[Point placement records]
-- -- --

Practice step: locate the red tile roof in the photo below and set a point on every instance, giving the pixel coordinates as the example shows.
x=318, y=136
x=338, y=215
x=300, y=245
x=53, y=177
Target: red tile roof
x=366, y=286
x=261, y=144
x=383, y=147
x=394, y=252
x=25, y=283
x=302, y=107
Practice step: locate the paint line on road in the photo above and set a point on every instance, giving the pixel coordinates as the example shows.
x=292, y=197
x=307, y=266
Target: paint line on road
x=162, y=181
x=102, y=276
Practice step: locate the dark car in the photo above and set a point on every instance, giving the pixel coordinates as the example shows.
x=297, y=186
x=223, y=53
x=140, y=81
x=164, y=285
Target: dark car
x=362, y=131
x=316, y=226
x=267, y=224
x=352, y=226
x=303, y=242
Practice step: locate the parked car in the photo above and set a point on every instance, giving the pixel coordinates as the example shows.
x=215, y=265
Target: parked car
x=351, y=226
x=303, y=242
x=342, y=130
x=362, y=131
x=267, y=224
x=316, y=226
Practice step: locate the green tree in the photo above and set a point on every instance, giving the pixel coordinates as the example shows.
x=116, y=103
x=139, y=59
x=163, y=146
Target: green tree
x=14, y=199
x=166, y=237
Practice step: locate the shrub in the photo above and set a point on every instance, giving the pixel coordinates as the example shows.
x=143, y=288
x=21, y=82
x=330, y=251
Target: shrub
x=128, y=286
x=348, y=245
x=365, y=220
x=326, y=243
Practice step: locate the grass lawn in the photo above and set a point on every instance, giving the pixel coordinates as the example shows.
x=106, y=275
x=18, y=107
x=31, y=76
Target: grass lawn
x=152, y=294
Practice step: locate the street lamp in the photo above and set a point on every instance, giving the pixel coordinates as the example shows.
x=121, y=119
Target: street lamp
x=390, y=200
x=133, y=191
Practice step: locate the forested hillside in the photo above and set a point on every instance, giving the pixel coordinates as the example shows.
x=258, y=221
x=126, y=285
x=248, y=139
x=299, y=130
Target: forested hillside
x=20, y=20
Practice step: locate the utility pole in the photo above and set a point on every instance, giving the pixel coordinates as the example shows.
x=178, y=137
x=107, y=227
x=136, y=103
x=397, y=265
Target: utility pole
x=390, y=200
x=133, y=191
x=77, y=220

-- -- --

§ **Work to be completed**:
Copy word for word the stretch of material from its start through the line containing "x=302, y=107".

§ **Final result**:
Practice step: locate the red tile roof in the photo below and set a point on every instance, giving the pixel coordinates as the example shows.
x=318, y=136
x=338, y=215
x=300, y=245
x=53, y=177
Target: red tile roof
x=366, y=286
x=261, y=144
x=383, y=147
x=394, y=252
x=25, y=283
x=302, y=107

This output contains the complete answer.